### WRITTEN EXERCISE
Extract every line below that contains the string "tree". Case counts, so a match must have the same capital and small letters.
-------- SUPPLIED ENTRIES --------
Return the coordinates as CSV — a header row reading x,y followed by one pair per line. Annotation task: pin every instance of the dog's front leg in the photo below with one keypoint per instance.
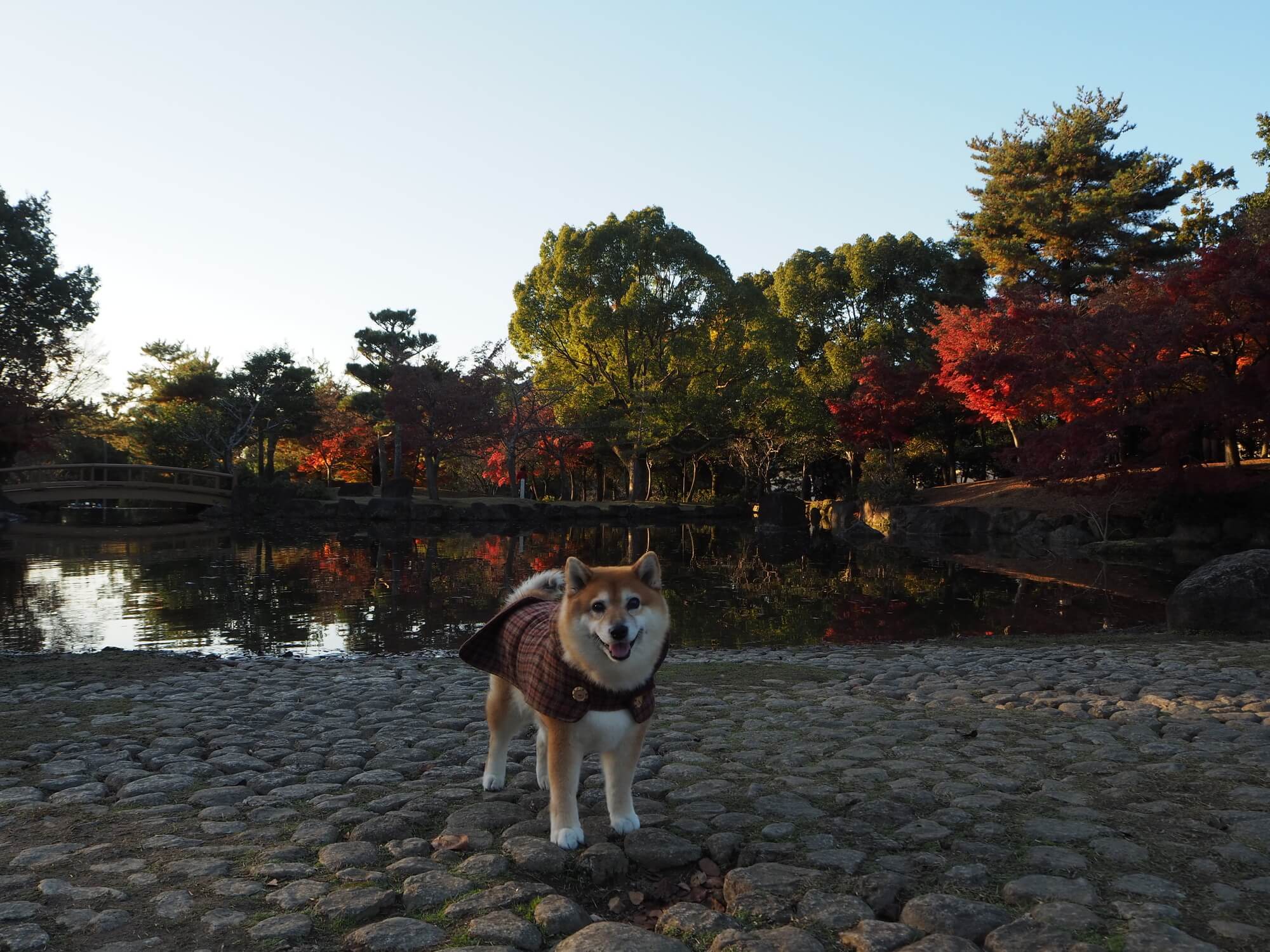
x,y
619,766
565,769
--------
-------- SUPPLIED ENTRIES --------
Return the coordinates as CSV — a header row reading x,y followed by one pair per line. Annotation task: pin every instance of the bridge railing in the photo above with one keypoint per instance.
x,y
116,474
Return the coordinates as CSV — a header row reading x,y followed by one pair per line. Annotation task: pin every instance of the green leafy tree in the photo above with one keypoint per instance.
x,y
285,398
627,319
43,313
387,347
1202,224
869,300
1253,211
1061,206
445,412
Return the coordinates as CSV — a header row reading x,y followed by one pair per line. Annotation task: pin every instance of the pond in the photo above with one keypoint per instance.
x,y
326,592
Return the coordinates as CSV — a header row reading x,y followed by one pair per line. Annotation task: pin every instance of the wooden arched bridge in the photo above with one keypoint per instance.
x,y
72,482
--------
-------- SUPPLIED ENTRIES --------
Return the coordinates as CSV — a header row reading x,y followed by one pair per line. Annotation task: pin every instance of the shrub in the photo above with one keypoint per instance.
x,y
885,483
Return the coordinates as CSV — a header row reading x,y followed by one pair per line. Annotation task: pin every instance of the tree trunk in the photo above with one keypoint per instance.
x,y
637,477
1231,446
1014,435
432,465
--------
### FINAL RESULT
Return the coordinates as CSV — a header row reading x,y followed by one pair per line. Annotation task: pin every instance of the green leafy tree in the photo above with one keypoint per instance.
Return the coordinates as CSV — a header row reading x,y followed by one pair per line. Annotation task: pin every instance of the tree trunk in the photo above with one keypoint per instance.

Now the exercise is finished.